List every line of the records below that contains the word "hand".
— BEGIN Supplied data —
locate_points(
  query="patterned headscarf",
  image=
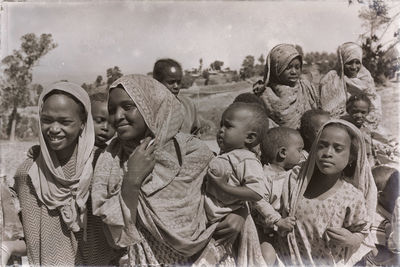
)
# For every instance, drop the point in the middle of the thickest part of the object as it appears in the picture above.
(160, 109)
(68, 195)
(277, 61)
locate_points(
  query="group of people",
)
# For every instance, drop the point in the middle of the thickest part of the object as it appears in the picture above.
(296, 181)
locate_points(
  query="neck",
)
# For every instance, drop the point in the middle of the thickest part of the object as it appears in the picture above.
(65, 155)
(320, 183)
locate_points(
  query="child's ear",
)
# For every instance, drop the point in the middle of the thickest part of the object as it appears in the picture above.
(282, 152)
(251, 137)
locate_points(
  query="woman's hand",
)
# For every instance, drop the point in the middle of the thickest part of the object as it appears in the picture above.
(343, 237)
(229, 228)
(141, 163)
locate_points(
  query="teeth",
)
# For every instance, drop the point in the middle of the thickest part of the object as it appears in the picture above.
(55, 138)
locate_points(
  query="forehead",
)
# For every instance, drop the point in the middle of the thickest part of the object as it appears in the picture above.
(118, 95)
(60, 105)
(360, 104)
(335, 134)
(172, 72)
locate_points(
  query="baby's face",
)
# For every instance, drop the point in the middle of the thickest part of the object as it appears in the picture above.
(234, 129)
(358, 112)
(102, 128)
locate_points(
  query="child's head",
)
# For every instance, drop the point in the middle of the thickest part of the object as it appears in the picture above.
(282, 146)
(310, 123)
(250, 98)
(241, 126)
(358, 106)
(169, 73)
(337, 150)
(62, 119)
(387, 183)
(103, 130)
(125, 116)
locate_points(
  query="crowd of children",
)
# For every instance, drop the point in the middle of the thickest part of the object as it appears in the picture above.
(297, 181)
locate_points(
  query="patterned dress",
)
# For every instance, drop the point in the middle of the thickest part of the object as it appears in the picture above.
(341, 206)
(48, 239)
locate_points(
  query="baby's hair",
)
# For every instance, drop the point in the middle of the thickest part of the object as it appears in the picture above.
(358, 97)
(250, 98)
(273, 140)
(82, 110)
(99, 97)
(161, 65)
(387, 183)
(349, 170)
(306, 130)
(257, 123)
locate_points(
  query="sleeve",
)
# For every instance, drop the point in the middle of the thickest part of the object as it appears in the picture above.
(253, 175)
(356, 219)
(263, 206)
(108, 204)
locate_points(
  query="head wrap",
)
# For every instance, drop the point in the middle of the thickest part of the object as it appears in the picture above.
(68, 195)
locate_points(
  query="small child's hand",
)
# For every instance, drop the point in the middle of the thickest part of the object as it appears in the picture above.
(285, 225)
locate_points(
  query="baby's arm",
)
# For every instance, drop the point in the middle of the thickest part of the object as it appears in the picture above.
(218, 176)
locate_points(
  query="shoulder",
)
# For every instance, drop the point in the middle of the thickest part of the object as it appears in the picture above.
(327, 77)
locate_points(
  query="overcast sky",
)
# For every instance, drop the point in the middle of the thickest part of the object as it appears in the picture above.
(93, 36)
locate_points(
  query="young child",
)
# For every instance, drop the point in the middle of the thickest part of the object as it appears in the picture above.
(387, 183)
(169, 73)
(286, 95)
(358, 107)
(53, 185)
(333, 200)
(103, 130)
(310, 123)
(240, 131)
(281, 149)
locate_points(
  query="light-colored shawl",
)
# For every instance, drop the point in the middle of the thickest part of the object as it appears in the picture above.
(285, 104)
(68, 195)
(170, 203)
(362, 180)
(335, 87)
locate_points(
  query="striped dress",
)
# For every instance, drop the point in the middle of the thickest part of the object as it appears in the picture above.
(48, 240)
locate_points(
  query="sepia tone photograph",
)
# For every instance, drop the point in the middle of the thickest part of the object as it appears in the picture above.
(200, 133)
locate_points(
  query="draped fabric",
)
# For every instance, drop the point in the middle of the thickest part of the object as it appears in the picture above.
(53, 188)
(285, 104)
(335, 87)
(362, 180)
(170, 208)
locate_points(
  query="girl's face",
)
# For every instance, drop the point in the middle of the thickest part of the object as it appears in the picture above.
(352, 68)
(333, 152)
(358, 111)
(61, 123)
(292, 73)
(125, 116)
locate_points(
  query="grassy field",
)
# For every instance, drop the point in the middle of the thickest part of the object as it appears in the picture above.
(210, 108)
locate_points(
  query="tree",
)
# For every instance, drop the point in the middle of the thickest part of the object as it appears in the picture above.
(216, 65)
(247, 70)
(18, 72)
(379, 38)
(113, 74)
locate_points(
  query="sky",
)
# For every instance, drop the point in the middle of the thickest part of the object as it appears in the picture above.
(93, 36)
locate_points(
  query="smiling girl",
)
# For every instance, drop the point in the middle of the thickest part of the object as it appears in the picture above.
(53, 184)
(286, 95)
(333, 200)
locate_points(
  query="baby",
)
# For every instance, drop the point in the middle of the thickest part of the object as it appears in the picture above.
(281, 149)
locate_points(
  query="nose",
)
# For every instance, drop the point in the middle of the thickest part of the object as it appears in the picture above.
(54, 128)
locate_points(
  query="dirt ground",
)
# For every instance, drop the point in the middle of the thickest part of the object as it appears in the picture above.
— END Supplied data —
— BEGIN Supplied data —
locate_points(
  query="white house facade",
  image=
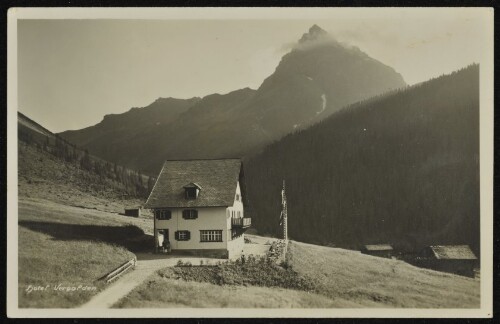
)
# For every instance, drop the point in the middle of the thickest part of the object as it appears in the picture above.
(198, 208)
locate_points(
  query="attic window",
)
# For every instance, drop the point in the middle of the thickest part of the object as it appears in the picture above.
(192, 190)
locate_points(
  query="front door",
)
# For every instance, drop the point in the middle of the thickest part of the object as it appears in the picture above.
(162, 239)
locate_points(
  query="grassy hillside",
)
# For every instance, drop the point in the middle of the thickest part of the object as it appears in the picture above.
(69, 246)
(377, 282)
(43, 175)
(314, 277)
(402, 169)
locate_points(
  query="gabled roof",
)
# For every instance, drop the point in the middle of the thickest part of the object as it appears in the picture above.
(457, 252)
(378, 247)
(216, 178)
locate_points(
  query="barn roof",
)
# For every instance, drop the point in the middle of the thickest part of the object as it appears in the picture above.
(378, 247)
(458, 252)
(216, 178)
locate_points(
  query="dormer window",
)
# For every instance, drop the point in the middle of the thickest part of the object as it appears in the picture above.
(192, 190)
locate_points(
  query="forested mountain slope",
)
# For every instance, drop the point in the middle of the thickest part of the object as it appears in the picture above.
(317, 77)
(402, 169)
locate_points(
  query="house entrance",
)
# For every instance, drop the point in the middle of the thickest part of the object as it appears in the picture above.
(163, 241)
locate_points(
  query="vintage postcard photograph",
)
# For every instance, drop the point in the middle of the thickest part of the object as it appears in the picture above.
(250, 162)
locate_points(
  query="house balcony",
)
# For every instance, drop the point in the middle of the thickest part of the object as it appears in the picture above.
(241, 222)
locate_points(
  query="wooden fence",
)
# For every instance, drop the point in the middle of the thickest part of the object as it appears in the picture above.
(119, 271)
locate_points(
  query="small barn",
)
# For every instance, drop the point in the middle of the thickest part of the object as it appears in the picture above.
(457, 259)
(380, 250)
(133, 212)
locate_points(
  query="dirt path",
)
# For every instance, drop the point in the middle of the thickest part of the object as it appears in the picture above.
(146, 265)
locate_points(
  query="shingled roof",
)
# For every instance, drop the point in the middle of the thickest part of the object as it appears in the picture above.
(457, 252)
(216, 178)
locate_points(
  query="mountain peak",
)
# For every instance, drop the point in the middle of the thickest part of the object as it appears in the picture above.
— END Supplied data —
- _Task solution_
  query="woman's hand",
  query="small child's hand",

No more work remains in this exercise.